··· Records to process

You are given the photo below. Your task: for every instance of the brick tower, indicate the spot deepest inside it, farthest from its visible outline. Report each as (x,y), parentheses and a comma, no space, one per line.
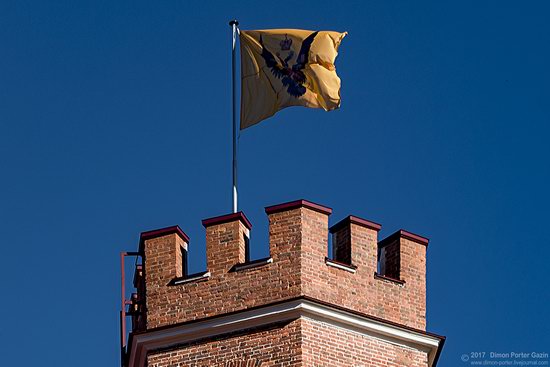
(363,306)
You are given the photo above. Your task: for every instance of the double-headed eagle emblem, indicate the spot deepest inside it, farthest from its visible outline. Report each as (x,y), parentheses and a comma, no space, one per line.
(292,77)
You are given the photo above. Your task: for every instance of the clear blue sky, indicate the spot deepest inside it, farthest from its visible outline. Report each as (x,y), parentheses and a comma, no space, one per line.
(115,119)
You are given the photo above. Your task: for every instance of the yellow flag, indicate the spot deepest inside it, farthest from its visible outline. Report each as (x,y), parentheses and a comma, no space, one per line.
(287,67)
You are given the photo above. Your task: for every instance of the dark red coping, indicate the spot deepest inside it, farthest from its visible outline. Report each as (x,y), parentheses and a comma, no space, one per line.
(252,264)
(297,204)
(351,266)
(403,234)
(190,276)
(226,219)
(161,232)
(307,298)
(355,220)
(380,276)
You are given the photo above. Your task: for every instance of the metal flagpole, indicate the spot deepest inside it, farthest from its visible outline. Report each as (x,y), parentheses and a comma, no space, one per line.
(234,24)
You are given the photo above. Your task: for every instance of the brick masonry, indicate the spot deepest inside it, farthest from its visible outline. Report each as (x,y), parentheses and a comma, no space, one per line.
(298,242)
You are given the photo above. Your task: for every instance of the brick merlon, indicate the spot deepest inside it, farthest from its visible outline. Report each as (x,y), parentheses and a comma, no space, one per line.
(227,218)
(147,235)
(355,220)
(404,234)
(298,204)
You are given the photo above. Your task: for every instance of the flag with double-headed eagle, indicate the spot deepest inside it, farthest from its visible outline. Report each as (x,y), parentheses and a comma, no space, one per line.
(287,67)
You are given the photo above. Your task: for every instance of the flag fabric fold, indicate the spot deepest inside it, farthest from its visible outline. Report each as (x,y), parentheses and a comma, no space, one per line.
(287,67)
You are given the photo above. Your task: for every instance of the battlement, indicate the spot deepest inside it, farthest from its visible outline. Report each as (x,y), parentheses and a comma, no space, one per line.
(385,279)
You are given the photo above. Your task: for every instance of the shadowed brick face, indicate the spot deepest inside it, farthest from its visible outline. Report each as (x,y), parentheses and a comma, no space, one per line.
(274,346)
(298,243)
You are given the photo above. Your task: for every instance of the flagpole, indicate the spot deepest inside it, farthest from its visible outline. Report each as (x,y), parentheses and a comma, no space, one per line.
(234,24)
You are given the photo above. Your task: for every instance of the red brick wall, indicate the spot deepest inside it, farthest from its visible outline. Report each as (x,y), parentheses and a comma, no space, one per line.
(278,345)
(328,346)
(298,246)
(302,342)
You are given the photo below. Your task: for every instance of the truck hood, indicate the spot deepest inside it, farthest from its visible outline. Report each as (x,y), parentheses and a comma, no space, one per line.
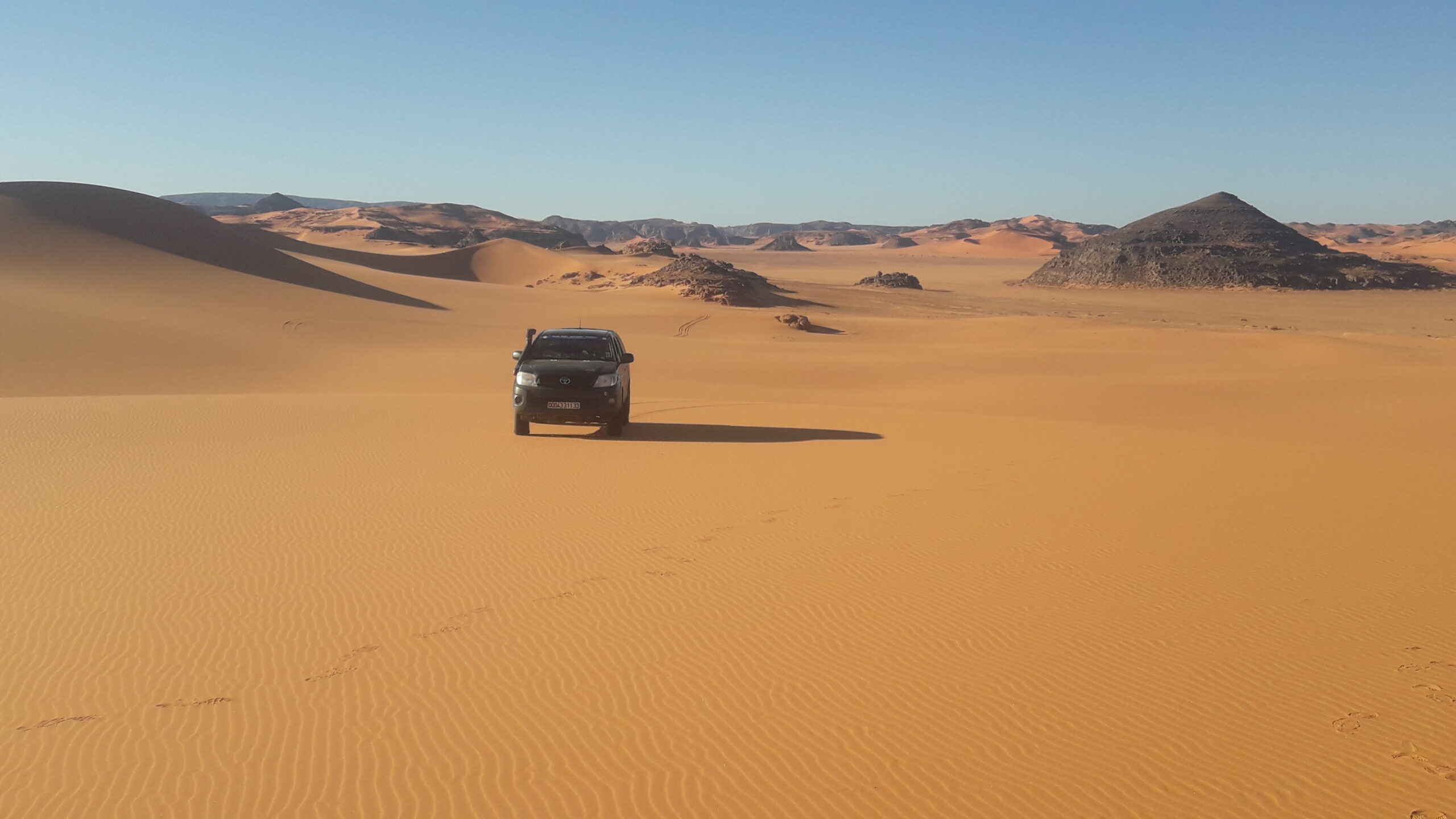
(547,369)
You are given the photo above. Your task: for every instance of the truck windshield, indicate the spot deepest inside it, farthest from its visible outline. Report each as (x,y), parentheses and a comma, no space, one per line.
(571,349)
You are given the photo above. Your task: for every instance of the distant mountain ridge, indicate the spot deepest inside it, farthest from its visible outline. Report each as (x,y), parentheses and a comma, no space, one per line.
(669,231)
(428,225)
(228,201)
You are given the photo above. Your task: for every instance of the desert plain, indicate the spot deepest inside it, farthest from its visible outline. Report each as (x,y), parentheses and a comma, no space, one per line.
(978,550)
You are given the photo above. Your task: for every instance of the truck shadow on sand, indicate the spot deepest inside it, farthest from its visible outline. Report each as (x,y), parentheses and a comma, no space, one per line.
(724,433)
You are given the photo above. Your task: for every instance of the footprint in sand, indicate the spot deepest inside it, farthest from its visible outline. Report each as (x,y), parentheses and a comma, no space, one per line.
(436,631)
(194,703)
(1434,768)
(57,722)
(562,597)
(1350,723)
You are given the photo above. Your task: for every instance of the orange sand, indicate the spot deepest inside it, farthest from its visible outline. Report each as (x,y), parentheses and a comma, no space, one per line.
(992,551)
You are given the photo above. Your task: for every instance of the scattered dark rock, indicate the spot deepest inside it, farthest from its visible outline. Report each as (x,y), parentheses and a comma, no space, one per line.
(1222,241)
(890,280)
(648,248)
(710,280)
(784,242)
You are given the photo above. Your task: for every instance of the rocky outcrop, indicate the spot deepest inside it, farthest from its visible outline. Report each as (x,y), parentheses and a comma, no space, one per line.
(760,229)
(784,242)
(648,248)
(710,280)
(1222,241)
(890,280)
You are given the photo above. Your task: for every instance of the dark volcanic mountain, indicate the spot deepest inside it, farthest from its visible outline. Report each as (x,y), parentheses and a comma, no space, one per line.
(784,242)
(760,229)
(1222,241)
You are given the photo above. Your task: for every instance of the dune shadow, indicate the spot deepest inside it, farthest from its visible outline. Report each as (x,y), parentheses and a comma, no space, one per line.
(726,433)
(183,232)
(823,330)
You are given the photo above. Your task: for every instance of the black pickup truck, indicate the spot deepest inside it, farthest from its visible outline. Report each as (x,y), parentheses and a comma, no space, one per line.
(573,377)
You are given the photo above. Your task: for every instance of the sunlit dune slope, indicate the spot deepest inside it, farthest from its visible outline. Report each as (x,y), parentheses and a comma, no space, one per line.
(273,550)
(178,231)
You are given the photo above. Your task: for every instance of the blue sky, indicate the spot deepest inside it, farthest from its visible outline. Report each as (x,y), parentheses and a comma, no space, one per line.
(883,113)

······

- Task statement
Swap "visible outline" for "visible edge" everywhere in the listing above and give it again with nothing else changed. Leave the pictures out.

- Final answer
You are given the photo below. Your task: for every instance of the brick tower, indicate the spot deepest inside it, farthest from its visible edge. Report each as (x,y), parentheses and a comma, no space, one per line.
(363,306)
You are given the photo above. Your task: for every instance of the double-headed eagle emblem, indicate the spot deepest inside it, farthest from its visible edge. Report each as (x,y), parentheses and a comma, no space, one per line.
(292,77)
You are given the photo above. Your task: for every instance of the clear blue sky, indicate the spot deepest inside it, farthest from its visible edge. Report each as (x,y), parentheses and a comma, no space, one per line.
(115,119)
You are given the photo above. Your task: for every instance of the yellow flag, indicate the spot deepest inside it, farthest from its visible edge. Report each as (x,y), parentheses and a comma, no space, one per line.
(287,67)
You are given the photo above. Your task: for every instance of the dark red coping, indicate the spot deepest inside it, farthest from its visible edge. Report each as (x,y), parentheses and a comma, no space, one per line.
(252,264)
(297,204)
(351,266)
(403,234)
(190,276)
(226,219)
(161,232)
(307,298)
(355,220)
(380,276)
You are given the photo above. Your task: for every instance of the metal flagpole, indicate the spot deepest inside it, farthest from its visible edge. Report each as (x,y), parentheses and a comma, no space, one per line.
(234,24)
You are given the photo above. Your task: for every instance of the brick masonry, indicate the spot deepest inside it, farthest from its visible edge. Report each as (x,y), parentheses and a comma, no space, one per line.
(298,242)
You are given the photo above. Your task: for every instance of the brick merlon, indicate the spot deepest inside it, farthest from its visible edge. Report each as (x,y), parentheses and a comma, no space, one per line.
(227,218)
(147,235)
(355,220)
(404,234)
(298,204)
You are given the photo above. Your task: for every instance of the flag with double-headed eagle, indicate the spot deepest inside it, farthest from its visible edge. Report each as (x,y), parentheses and a comma, no space, one per line.
(287,67)
You are given the photo above. Your task: for every instance of the flag fabric fold, indicate the spot deepest inside it, farthest from its visible edge. Report each as (x,y), parentheses and a comma, no space, one per line.
(287,67)
You are given the photo above. Your task: for every instance of the battlement, indicate the spot deepest inside it, farthest from its visible edge. Report each as (x,y), parentheses and a comma, no space, one per line.
(385,279)
You are given the photo above. Your task: for every instance of the shadowed brick face, indicate the spot deepest inside it, farthest from its visible edge. Report each as (x,y), parentheses and a comma, no space, one per line.
(274,346)
(298,243)
You are given the photo above. Your task: for every instance of the flagpole, indicate the spot deepest inside it, farthest from its visible edge. Report each as (x,y), parentheses and a comma, no space, one per line.
(234,24)
You are given the photo above. Your task: for every instance of the red brick wall, indicate the spot deepest inside it, farthest from its visible edge. Report each as (x,y), parentheses and a comma, no space, one per line.
(278,345)
(328,346)
(298,246)
(302,342)
You are given the photo below. Your task: for every instance of the truck hood, indicate the spot deepest inside it, farthest from its visible edge. Report each as (x,y), parentheses and a comma, no space, one per line.
(547,369)
You are given the photo above. Your task: for every instance of the truck windshield, indicate the spot deepest inside it, farthest from its visible edge. Report each as (x,y), parentheses and a comma, no space, one per line.
(571,349)
You are given the photo above. Your task: for every instance of the distant mountain ridge, indicate the spot deepest inside it, farthest from its visible edge. Report each as (x,y), parentheses and a comma, no space, one per line.
(669,231)
(428,225)
(228,201)
You are given the photo above. Your task: for every instance of the desert plain, indicate the spot deepest inside it, farthest from its visible edge. Report each as (x,y), parentheses and a comma, no space, one per line.
(978,550)
You are given the photo above. Your task: for every instance of the truck shadow on sand, indicate the spot deepest inside it, farthest from its visible edge. Report each as (x,y), parentheses and a comma, no space, one per line.
(724,433)
You are given the photo above. Your task: for every instance of the footprint in sand, indicate the spot deepest inside it, farthest from its visible edge. Report each as (x,y), parentheses and a comma, no space, one per line.
(436,631)
(194,703)
(1434,768)
(57,722)
(562,597)
(1350,723)
You are given the photo above. Your task: for every instance of the orange sand, indicate the spot deepest inside it, farthest from its visible edge. Report each as (x,y), parentheses and a comma, no space, one per line.
(992,551)
You are given the photo above. Your task: for every instance of the scattered dark rock, indicate the spot deepest inside it, farthest from its visible edge. Report each as (x,y), parentheses and a comma, no space, one per line.
(1222,241)
(890,280)
(648,248)
(710,280)
(784,242)
You are given the photo above. Your task: for every instance of the rocky outcrop, indicate the spot deepest inside it, farthest from its visible edge. Report each as (x,y), parentheses and a comma, no space, one per line.
(760,229)
(784,242)
(648,248)
(710,280)
(1222,241)
(890,280)
You are given the photo above. Your task: for every instance of the dark volcanic mountain, indicate the spot deepest inside it, farthest from its visible edge. Report each as (x,y), parentheses and a comma, no space, one per line.
(784,242)
(760,229)
(1222,241)
You are given the photo above. Your task: for every instance of the dune shadow, indicate the spot deepest inside it, farthest from its visible edge. Report each as (x,y), parentheses and a comma, no space, one per line.
(726,433)
(183,232)
(823,330)
You are given the photo above. Your task: for every instance of the black pickup truck, indicate the spot deepest inside it, farthest from its visible edge. Report each as (x,y), parentheses and a comma, no space, one per line.
(573,377)
You are given the photo above. Your task: for every instance of the sunlit dune slope, indicate the spot deepest inside it, farthest from its visible edge. Report each as (x,y), parentheses and a comma, no space, one per line.
(273,550)
(178,231)
You are given the photo above. Your task: for every instance of the blue sky, indicate the spot deepest inside it, farthest from its visible edge. Report each as (x,y), parentheses and a comma, no space, one per line.
(883,113)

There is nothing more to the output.